The limitations matter

This is bleeding-edge code. Keane's article reports that the current example requires a GCC build with -std=c++26 -freflection. That alone makes it unsuitable as a drop-in dependency for most production systems today.

There are other practical constraints:

  • Reflection support and syntax are still evolving.
  • Compile-time code generation can increase build complexity.
  • Diagnostics from generated metadata are not always pleasant.
  • Overloads, operators, inheritance, const traits, and adapters need more machinery than the simplified examples show.
  • Type erasure still has runtime costs and lifetime hazards; reflection does not make them disappear.

The right conclusion is not “replace every virtual interface.” It is “the compiler may finally be able to generate the repetitive parts of a type-erasure library without hiding the interface behind a second DSL.”

What to take from this design

The most useful lesson from this C++26 reflection experiment is architectural:

  1. Describe the contract once.
  2. Reflect over the contract's declarations.
  3. Transform declarations into internal tags.

Extracted information:

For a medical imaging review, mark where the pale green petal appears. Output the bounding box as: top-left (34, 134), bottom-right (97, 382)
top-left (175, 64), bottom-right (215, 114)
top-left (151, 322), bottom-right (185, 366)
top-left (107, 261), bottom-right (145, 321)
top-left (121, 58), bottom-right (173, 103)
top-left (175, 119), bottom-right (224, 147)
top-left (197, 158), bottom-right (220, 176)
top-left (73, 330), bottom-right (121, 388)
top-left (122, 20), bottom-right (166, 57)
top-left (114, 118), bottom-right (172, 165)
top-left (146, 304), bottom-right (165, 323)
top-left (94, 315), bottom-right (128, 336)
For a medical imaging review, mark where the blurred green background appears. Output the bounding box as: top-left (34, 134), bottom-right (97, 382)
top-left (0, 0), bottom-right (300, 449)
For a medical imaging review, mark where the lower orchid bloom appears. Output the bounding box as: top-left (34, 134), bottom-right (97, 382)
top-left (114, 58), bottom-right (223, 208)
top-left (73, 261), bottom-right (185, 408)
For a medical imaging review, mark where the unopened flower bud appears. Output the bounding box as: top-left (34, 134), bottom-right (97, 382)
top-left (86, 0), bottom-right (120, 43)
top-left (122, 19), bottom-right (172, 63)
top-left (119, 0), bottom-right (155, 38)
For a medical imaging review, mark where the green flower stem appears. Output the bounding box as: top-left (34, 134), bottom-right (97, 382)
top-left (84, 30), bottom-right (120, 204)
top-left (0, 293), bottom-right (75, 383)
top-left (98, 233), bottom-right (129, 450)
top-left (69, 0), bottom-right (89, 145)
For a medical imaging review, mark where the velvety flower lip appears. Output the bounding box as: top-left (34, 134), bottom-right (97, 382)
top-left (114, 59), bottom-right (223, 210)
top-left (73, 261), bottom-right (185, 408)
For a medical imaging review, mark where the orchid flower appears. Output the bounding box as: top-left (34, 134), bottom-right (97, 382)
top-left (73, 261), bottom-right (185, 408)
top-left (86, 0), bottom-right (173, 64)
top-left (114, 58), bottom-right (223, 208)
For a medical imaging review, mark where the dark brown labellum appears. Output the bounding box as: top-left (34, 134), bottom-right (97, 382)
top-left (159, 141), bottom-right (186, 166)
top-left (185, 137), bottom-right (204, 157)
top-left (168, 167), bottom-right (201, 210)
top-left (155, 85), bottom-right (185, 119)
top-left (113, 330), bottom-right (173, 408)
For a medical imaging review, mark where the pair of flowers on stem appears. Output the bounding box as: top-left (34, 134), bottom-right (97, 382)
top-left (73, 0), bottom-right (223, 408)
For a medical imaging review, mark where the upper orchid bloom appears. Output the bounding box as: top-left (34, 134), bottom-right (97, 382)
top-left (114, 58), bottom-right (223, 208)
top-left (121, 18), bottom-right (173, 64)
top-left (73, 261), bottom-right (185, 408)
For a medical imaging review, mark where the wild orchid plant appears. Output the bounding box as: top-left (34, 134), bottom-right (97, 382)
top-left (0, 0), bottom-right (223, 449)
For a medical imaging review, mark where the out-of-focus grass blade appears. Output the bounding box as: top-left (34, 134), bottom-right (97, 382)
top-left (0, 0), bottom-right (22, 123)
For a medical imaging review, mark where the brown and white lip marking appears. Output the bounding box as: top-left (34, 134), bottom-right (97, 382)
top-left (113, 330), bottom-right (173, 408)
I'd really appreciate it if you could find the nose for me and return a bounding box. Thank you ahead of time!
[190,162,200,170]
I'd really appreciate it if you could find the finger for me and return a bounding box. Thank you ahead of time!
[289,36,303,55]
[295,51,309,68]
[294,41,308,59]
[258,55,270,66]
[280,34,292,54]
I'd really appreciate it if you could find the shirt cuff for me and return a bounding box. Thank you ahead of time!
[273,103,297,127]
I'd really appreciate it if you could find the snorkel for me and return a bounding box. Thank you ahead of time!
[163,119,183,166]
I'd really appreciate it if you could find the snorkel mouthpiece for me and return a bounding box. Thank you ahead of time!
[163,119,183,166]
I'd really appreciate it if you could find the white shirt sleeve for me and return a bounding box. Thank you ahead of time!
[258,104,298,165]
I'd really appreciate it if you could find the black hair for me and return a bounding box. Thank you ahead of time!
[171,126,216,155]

Required actions:
**1)** In the passage on C++26 reflection, rewrite the paragraph beginning "This is bleeding-edge code" more briefly, keeping its main facts.
**2)** Write what comes next in the passage on C++26 reflection, picking up after the third numbered step.
The records come from a different source than the text.

Results for the exercise:
**1)** The code is bleeding-edge. Keane's article says the current example needs a GCC build with -std=c++26 -freflection, so for now it is unsuitable as a drop-in dependency for most production systems.

**2)**
  4. Generate the vtable shape at compile time.
  5. Generate callable candidates and use normal overload resolution.
  6. Keep the runtime boundary small and conventional.

That division is sensible. Reflection handles structure; the language handles overloads; the runtime handles erased dispatch.

C++ has historically made type erasure possible but expensive to express. C++26 reflection points toward a different tradeoff: keep the runtime representation familiar while making the compile-time plumbing derive itself from the interface.

It is not ready to erase every abstraction by default. But it is already enough to show that “zero-boilerplate type erasure” can mean something more precise than a marketing claim.